Sensenig’s research provides opportunity for undergraduates

Sensenig’s research provides opportunity for undergraduates

JOSH STOLTZFUS

Staff Writer

jlstoltzfus@goshen.edu

Ryan Sensenig during a recent trip to Kenya. Photo contributed by Ryan Sensenig

Ryan Sensenig during a recent trip to Kenya.
Photo contributed by Ryan Sensenig

 

Dr. Ryan Sensenig, associate professor of biological & environmental sciences and environmental science program director at Goshen College, received his his doctorate from the University of California Davis in 2007 for his work in grazing-fire interactions in east African savannas.

However, Sensenig did not finish his work in Kenya once he finished his dissertation. Teaming up with several other scientists out of UC Davis, University of Utah and Karatina University out of Kenya, Sensenig and his colleagues have engaged undergraduates from both Goshen and Kenya in an opportunity to aid in field ecology research.

GIVEN DATA:
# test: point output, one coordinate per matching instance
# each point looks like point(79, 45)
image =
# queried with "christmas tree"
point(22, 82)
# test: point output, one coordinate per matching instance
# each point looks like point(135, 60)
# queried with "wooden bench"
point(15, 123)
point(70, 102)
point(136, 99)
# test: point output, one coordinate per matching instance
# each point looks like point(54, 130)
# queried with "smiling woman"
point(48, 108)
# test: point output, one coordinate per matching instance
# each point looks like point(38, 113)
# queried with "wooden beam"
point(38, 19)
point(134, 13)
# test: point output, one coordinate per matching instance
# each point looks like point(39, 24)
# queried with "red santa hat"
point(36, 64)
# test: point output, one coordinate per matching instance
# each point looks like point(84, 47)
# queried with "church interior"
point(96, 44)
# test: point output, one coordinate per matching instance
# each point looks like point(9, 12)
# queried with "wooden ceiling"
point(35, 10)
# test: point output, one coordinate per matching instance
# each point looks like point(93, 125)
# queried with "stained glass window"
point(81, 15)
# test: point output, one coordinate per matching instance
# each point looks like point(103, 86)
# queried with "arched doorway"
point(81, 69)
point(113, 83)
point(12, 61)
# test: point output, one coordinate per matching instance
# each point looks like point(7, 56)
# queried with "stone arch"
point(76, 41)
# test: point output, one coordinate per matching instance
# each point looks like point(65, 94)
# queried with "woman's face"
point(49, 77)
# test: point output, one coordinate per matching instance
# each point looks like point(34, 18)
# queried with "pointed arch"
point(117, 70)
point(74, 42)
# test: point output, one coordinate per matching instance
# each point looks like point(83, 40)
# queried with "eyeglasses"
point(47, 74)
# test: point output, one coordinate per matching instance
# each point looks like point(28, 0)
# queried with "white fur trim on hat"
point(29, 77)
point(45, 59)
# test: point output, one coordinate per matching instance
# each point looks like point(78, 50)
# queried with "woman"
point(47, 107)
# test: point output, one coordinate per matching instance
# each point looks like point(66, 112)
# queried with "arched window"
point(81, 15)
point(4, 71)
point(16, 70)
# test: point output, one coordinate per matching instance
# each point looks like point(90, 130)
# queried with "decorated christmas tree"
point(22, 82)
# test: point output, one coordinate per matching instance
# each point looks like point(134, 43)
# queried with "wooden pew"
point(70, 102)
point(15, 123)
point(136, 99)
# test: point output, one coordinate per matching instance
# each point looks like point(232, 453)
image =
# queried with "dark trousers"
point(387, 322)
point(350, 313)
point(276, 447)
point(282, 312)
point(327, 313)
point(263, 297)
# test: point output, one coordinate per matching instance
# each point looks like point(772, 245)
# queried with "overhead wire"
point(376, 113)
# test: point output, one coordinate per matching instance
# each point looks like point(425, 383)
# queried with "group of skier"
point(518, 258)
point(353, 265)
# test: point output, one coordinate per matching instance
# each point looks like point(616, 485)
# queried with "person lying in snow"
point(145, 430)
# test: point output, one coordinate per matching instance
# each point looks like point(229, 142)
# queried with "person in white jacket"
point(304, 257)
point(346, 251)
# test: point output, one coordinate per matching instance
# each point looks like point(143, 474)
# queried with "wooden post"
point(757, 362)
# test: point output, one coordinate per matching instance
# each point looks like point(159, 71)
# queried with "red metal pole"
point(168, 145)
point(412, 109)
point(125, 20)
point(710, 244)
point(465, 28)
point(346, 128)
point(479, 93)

REQUIRED ACTION: Can you reproduce the whole Sensenig article word for word? The items are unrelated to the Sensenig article.

WRITTEN SOLUTION:
Sensenig’s research provides opportunity for undergraduates

Sensenig’s research provides opportunity for undergraduates

JOSH STOLTZFUS

Staff Writer

jlstoltzfus@goshen.edu

Ryan Sensenig during a recent trip to Kenya. Photo contributed by Ryan Sensenig

Ryan Sensenig during a recent trip to Kenya.
Photo contributed by Ryan Sensenig

 

Dr. Ryan Sensenig, associate professor of biological & environmental sciences and environmental science program director at Goshen College, received his his doctorate from the University of California Davis in 2007 for his work in grazing-fire interactions in east African savannas.

However, Sensenig did not finish his work in Kenya once he finished his dissertation. Teaming up with several other scientists out of UC Davis, University of Utah and Karatina University out of Kenya, Sensenig and his colleagues have engaged undergraduates from both Goshen and Kenya in an opportunity to aid in field ecology research.